Data excerpts:
·····
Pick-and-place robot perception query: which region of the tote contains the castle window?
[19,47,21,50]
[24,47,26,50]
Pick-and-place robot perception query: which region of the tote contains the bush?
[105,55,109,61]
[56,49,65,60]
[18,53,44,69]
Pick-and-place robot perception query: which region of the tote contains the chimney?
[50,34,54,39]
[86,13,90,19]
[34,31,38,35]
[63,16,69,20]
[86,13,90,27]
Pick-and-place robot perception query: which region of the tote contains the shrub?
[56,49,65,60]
·····
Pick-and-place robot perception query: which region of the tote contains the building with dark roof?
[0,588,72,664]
·····
Written task:
Locate every line in the material that contains the word "dark" and copy each one out in full.

Answer:
Pick-and-place robot perception query: which region of the tote contains the building with dark roof?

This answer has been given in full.